● **TASK GOAL**
Although the entries contain pictures, your copy should hold only their exact text.
================
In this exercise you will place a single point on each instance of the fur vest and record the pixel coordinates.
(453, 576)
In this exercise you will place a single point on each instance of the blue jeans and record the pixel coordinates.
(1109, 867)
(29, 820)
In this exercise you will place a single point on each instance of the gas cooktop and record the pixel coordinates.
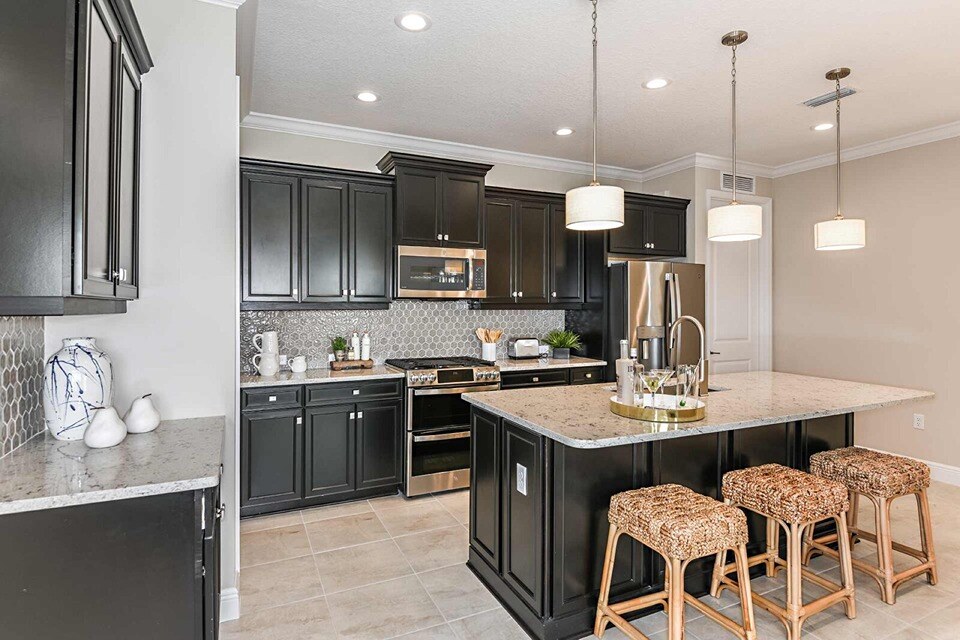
(412, 364)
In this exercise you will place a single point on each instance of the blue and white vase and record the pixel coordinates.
(77, 380)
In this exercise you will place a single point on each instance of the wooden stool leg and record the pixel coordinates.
================
● **WRITTEN REPLY**
In this exercise you will place a single point on each instance of the fur vest and record the pixel coordinates.
(453, 576)
In this exercise you will place a single point on each instance of the blue jeans and record the pixel coordinates.
(1109, 867)
(29, 820)
In this exercise you will place a single point on each instance of the gas cooktop and record the pixel coordinates.
(412, 364)
In this exercise you will place a single point on each instance of the blue and white vase and record the pixel coordinates.
(77, 380)
In this exercise you will place a single point on each instance of the wooden stool leg and record the pixel coordinates.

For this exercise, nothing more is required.